··· Text excerpt ···

View Full Version : He-162 Profiles

01-16-2010, 07:16 PM
The Heinkel He-162 'Volksjager' or 'Salamander' was developed for the Luftwaffe as a lightweight fighter that would be jet-powered but still easy to produce using a majority of wooden components as metal was in short supply at the time. It entered service in 1945 and had some combat success as it was capable of very high speed - 562mph (905kph) but losses were high due to accidents and engine flame-outs.

The 162 was used by JG1, initially by I/JG1 (1st Gruppe) and II/JG1 (2nd Gruppe) with plans to expand further, but Allied bombing had thrown the infrastructure into chaos, and moving airfields due to invading forces also reduced combat effectiveness, and with only 120 aircraft delivered by the end of the war, the Salamander never really threatened to tip the balance...

The He-162 A1 was armed with 2 x 30mm cannon.

···

__Task item 1__: In the He-162 text, how many aircraft had been delivered by the end of the war?
__Task item 2__: Summarize the He-162 text in two sentences.
__Task item 3__: Go on with the He-162 text from where it stops.

··· Listed entries ···

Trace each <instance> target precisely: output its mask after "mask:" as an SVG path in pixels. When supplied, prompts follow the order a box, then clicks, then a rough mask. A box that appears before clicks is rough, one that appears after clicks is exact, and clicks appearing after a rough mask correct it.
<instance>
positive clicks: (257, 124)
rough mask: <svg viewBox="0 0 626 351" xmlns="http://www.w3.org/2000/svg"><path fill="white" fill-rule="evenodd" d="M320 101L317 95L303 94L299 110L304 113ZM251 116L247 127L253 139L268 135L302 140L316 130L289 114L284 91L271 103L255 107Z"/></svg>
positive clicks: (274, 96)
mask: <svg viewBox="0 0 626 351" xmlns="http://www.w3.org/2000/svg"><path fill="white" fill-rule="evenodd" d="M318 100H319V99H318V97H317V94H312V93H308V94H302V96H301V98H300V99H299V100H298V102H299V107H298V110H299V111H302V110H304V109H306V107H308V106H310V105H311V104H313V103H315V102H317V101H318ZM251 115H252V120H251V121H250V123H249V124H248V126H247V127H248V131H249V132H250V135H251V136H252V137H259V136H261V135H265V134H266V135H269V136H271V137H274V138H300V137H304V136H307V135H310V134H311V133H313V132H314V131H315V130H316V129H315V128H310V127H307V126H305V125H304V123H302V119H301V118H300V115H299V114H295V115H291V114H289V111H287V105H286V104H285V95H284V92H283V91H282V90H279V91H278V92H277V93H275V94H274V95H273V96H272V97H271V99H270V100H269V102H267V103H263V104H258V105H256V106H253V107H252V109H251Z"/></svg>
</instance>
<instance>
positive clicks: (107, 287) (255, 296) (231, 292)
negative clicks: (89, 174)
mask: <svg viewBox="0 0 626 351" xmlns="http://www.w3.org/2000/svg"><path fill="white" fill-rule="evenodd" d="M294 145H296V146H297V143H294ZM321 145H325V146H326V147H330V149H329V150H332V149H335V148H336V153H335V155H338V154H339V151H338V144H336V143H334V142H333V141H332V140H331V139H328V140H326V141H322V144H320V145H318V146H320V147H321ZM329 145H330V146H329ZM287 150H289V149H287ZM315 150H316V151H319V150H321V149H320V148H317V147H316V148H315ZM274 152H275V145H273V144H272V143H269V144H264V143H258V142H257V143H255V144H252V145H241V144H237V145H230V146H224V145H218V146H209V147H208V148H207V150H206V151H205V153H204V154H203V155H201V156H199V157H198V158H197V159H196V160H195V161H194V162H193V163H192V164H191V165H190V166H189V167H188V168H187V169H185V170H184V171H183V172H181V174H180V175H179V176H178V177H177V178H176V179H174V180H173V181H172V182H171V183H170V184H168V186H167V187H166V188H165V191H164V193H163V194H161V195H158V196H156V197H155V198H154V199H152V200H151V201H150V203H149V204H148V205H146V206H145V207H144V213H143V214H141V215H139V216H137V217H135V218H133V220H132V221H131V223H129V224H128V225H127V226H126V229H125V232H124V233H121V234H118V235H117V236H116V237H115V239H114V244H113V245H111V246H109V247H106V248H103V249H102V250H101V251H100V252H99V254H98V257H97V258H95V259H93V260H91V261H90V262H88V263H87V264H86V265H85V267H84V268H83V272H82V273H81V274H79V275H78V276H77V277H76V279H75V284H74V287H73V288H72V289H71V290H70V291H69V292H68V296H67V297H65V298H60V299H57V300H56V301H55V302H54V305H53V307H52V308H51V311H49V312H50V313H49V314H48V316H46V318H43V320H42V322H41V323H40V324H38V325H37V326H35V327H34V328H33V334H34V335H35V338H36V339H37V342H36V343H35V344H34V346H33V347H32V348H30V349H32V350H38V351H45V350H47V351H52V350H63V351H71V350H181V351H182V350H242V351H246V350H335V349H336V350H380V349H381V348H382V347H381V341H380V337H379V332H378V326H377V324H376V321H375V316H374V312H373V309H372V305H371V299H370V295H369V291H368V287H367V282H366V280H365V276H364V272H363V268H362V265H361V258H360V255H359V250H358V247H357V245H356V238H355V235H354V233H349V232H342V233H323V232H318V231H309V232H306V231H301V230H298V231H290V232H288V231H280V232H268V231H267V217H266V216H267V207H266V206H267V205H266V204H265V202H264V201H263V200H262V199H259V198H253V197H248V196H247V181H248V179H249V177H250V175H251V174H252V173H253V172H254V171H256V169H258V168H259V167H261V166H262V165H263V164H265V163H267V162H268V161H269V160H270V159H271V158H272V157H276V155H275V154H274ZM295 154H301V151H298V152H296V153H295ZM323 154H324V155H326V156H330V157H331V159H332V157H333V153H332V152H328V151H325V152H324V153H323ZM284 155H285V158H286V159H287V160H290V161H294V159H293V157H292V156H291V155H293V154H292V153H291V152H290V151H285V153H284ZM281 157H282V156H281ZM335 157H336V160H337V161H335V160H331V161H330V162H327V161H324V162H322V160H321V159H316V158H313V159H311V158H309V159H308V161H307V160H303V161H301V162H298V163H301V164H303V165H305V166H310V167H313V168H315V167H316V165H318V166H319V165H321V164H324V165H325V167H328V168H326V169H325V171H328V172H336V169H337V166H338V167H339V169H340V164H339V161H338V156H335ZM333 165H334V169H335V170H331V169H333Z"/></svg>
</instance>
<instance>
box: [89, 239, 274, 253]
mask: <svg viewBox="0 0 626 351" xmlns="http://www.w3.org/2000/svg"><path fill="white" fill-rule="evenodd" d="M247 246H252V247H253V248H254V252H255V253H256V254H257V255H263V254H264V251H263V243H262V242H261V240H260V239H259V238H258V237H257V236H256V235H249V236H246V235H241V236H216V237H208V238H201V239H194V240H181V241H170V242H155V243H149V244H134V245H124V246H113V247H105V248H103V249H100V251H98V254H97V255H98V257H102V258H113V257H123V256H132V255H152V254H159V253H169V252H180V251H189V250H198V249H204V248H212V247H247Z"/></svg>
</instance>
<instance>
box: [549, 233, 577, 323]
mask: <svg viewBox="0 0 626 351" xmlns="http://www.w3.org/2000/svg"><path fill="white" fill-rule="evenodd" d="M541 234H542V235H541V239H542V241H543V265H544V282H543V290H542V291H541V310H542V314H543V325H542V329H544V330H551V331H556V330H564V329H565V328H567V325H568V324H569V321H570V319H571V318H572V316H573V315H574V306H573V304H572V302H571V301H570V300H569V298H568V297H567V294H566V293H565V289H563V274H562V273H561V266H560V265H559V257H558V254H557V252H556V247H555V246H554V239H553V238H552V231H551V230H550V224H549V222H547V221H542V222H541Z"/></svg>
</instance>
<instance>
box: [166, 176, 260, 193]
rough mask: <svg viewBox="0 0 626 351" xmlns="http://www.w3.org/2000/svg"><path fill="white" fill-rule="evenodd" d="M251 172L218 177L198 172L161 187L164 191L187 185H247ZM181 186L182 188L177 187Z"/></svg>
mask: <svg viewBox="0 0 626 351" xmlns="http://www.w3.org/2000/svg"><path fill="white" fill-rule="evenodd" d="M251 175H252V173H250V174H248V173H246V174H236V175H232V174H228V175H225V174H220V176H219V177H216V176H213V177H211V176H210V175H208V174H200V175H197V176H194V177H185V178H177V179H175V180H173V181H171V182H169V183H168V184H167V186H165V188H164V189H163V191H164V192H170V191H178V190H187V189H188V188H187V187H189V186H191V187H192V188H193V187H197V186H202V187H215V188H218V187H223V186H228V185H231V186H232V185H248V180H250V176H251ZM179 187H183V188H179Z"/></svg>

···

__Written reply 1__: Only 120 aircraft had been delivered by the end of the war.

__Written reply 2__: The Heinkel He-162 was a lightweight jet fighter developed for the Luftwaffe and built mostly of wood because metal was scarce. It entered service with JG1 in 1945 and was very fast, but accidents, engine flame-outs, Allied bombing, moving airfields and the delivery of only 120 aircraft kept it from tipping the balance.

__Written reply 3__:
The He-162 A2 was armed with 2 x 20mm cannon.

He-162 A2 of 1/JG1 1945.


He-162 A2 of 1/JG1 1945.


He-162 A2 of 1/JG1 1945.


01-16-2010, 09:57 PM
Nice mate, excellent as usual.

01-17-2010, 04:09 PM
Nice one man :)

Deaf Smith
01-17-2010, 05:05 PM
Did it have an ejection seat or were you expected to dive through the compressor on bailing out?

01-17-2010, 06:59 PM
Did it have an ejection seat or were you expected to dive through the compressor on bailing out?

Yes it did - pilots were much more valuable than this aircraft.

06-16-2010, 01:23 PM
There were four German aircraft families notable for incorporating ejection seats, essentially because of the high performance in each case.
These were: Dornier Do.335 series, Heinkel He.219 series, Heinkel 280 series, Heinkel He.162 series.
Of these four families, the Do.335 and He.162 quite clearly demand ejector seats, because bailing-out, where it was at all possible, would be otherwise fatal for the pilot (and or radar operator/gunner, in the case of two-seater variants).
It is also of note that there had been requests for ejector seat to be fitted to both the Me.262 and the FW.190 families.
This was not done in the case of the FW.190, due to weight issues. In the Me.262 series the seats were not always operational.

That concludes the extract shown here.